Problem details
Gather every line of the material below that contains the string "rock" and copy each one in full. Case counts when matching.
# # #
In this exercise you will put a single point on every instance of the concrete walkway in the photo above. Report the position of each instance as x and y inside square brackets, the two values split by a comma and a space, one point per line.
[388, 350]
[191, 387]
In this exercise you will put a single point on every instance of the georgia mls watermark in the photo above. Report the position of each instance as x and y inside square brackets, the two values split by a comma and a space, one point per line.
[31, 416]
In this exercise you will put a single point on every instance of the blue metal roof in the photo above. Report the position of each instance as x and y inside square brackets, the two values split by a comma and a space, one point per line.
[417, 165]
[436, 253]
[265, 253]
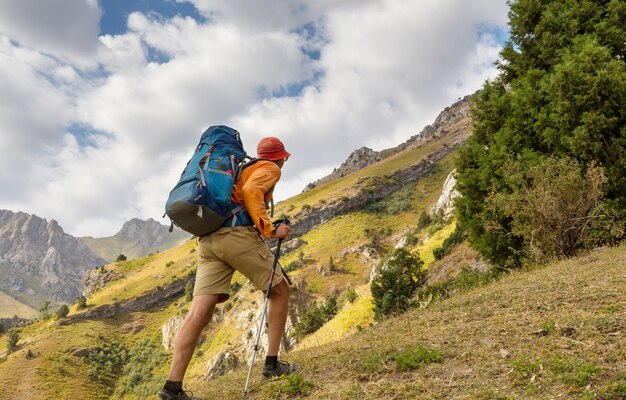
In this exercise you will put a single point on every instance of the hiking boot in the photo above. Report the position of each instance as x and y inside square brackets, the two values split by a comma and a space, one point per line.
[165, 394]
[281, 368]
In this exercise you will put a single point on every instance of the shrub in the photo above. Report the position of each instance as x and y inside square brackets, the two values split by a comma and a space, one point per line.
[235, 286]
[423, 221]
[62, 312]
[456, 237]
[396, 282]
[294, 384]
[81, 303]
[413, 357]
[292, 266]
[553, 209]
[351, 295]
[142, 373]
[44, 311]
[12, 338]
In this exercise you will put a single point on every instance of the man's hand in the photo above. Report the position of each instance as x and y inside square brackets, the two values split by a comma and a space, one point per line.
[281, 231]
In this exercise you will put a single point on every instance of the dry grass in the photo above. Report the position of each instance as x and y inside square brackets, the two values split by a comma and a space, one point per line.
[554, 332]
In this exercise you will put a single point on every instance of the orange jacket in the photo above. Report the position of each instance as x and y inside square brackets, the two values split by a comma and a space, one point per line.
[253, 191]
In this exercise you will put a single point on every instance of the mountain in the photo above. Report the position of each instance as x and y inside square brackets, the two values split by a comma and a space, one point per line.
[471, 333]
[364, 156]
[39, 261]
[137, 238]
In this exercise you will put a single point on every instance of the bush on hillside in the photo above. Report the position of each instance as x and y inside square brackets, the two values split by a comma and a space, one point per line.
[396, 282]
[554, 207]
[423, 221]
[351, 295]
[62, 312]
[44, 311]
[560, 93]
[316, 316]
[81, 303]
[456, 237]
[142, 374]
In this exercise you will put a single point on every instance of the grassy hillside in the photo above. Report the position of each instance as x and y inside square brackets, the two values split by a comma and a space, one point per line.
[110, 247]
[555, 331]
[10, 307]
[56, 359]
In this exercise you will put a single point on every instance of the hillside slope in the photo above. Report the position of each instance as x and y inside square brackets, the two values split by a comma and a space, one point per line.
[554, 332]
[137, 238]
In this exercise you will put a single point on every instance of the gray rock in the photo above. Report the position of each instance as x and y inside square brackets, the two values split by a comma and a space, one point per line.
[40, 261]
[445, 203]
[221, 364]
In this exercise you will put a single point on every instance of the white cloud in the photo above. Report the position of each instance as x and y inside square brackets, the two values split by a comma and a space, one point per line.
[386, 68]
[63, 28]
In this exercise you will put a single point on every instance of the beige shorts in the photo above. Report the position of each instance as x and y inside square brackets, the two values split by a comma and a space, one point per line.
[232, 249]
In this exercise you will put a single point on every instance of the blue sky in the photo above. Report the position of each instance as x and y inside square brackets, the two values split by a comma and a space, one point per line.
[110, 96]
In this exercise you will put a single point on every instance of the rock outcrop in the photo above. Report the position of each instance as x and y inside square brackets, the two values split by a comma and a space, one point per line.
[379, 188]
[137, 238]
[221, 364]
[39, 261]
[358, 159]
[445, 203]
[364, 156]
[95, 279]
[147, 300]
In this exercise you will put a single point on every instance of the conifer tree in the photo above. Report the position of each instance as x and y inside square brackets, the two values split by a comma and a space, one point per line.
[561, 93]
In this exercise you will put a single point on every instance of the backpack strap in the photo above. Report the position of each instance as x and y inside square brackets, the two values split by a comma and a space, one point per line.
# # #
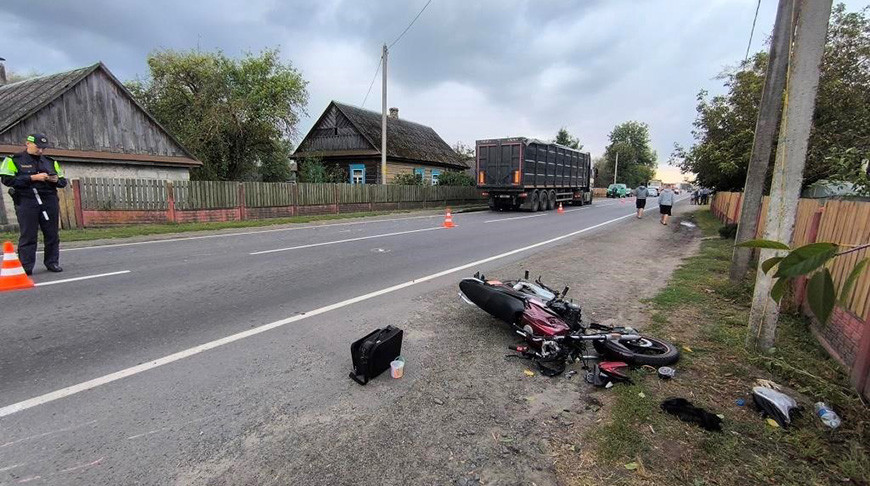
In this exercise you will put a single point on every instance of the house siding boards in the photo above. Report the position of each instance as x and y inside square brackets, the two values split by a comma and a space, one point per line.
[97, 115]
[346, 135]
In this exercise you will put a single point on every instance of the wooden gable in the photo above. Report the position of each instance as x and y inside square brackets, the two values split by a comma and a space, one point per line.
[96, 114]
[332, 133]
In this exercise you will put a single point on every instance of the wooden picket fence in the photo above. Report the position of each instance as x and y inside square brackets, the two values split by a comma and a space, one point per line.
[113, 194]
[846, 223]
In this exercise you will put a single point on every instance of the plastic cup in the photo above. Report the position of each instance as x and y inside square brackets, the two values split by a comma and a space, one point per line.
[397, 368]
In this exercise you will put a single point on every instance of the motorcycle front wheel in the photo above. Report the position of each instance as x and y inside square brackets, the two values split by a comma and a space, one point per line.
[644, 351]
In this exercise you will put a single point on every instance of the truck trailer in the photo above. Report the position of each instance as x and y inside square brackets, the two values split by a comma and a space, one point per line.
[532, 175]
# # #
Written reply
In this exercise you will put a single point on every instance of the gray rock in the photo above. Report the position of each instance as x and y inside square brackets, the two values split by a comma and a space, one point per line.
In this exercise you will put a single point on every instance of the rock outcrop in the photo above. Report the position of each instance as x and y inside square brackets, the two values split by a comma and a space, one point per line.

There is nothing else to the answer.